== Information given ==

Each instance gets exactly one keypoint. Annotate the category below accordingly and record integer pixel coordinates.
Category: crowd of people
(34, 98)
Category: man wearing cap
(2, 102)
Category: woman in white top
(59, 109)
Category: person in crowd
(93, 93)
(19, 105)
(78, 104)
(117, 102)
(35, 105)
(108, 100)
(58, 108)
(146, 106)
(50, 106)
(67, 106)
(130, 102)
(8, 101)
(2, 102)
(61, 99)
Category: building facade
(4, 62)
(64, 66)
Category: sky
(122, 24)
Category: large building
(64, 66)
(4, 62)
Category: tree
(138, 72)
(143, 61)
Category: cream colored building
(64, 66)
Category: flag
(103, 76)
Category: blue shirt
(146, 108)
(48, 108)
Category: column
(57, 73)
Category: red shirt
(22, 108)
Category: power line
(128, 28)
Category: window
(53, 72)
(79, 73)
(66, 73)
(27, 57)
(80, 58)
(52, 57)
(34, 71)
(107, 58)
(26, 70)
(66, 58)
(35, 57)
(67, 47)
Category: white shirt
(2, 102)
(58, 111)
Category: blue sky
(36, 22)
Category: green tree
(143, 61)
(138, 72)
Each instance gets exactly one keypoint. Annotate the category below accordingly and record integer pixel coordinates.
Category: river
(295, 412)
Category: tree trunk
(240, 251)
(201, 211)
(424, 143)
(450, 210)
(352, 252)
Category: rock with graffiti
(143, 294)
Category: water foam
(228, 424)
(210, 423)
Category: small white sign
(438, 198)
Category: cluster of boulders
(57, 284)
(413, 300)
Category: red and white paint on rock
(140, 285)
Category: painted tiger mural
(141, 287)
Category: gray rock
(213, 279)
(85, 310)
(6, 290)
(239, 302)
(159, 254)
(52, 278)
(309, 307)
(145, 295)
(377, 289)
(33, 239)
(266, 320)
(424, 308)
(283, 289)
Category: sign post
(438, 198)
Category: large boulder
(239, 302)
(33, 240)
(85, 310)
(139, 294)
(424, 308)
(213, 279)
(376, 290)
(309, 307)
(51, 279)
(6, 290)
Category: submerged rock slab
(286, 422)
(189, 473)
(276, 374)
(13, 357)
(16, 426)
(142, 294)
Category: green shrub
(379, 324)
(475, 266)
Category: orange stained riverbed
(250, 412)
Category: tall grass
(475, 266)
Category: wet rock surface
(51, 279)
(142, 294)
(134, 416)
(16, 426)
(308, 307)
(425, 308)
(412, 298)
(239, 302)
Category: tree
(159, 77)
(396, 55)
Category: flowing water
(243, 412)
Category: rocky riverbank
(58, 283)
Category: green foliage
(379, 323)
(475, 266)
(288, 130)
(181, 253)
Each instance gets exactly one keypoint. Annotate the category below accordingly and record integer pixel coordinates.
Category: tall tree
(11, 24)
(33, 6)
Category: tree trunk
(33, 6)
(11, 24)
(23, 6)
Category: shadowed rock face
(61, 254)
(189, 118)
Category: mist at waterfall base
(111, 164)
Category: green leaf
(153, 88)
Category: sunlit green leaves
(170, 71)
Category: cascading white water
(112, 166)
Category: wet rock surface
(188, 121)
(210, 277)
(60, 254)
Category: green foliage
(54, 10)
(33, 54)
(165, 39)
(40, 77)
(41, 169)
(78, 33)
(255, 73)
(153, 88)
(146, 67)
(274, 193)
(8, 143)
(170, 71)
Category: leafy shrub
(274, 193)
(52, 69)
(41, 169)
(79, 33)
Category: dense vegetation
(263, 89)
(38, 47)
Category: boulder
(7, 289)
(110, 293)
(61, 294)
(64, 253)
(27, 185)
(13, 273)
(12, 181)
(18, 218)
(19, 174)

===

» **Task prompt**:
Return every line above exactly as it stands.

» **Answer to the problem**:
Each instance gets exactly one keypoint. Annotate the category below accordingly and record integer pixel coordinates.
Category: crowd of people
(34, 98)
Category: man wearing cap
(2, 102)
Category: woman in white top
(59, 109)
Category: person in crowd
(93, 93)
(19, 105)
(78, 104)
(117, 102)
(35, 105)
(108, 100)
(58, 108)
(146, 106)
(50, 106)
(67, 106)
(130, 102)
(8, 101)
(2, 102)
(61, 99)
Category: building facade
(4, 62)
(64, 66)
Category: sky
(122, 24)
Category: large building
(64, 66)
(4, 62)
Category: tree
(138, 72)
(143, 61)
Category: cream colored building
(64, 66)
Category: flag
(103, 76)
Category: blue shirt
(146, 108)
(48, 108)
Category: column
(57, 73)
Category: red shirt
(22, 108)
Category: power line
(128, 28)
Category: window
(53, 72)
(79, 73)
(66, 73)
(27, 57)
(80, 58)
(52, 57)
(34, 71)
(107, 58)
(26, 70)
(66, 58)
(35, 57)
(67, 47)
Category: white shirt
(2, 102)
(58, 111)
Category: blue sky
(36, 22)
Category: green tree
(143, 61)
(138, 72)
Each instance gets exactly one keypoint. Annotate the category below accordingly and record integer pixel coordinates.
Category: river
(295, 412)
Category: tree trunk
(240, 251)
(201, 211)
(424, 143)
(450, 210)
(352, 252)
Category: rock with graffiti
(143, 294)
Category: water foam
(228, 424)
(210, 423)
Category: small white sign
(438, 198)
Category: cluster of boulders
(57, 284)
(413, 300)
Category: red and white paint on rock
(140, 285)
Category: painted tiger mural
(141, 287)
Category: gray rock
(213, 279)
(85, 310)
(6, 290)
(239, 302)
(159, 254)
(52, 278)
(309, 307)
(145, 295)
(377, 289)
(33, 239)
(266, 320)
(424, 308)
(283, 289)
Category: sign post
(438, 198)
Category: large boulder
(239, 302)
(33, 240)
(85, 310)
(139, 294)
(424, 308)
(213, 279)
(376, 290)
(309, 307)
(51, 279)
(6, 290)
Category: submerged rock slab
(286, 422)
(189, 473)
(276, 374)
(13, 357)
(16, 426)
(142, 294)
Category: green shrub
(379, 324)
(475, 266)
Category: orange stained riverbed
(250, 412)
Category: tall grass
(475, 266)
Category: wet rock surface
(51, 279)
(142, 294)
(134, 416)
(16, 426)
(308, 307)
(425, 308)
(412, 298)
(239, 302)
Category: tree
(159, 77)
(396, 55)
Category: flowing water
(243, 412)
Category: rocky riverbank
(58, 283)
Category: green foliage
(379, 323)
(475, 266)
(288, 130)
(181, 253)
Each instance gets exactly one keypoint. Annotate the category below accordingly and record integer pixel coordinates.
Category: tall tree
(11, 24)
(33, 6)
Category: tree trunk
(33, 6)
(11, 24)
(23, 6)
Category: shadowed rock face
(61, 254)
(189, 118)
Category: mist at waterfall base
(111, 164)
Category: green leaf
(153, 88)
Category: sunlit green leaves
(170, 71)
Category: cascading white water
(112, 166)
Category: wet rock surface
(188, 121)
(210, 277)
(60, 254)
Category: green foliage
(54, 10)
(33, 54)
(165, 39)
(40, 77)
(41, 169)
(78, 33)
(255, 73)
(153, 88)
(146, 67)
(274, 193)
(8, 143)
(170, 71)
Category: leafy shrub
(274, 193)
(52, 69)
(41, 169)
(79, 33)
Category: dense vegetation
(263, 89)
(38, 47)
Category: boulder
(7, 289)
(110, 293)
(61, 294)
(64, 253)
(27, 185)
(13, 273)
(12, 181)
(18, 218)
(19, 174)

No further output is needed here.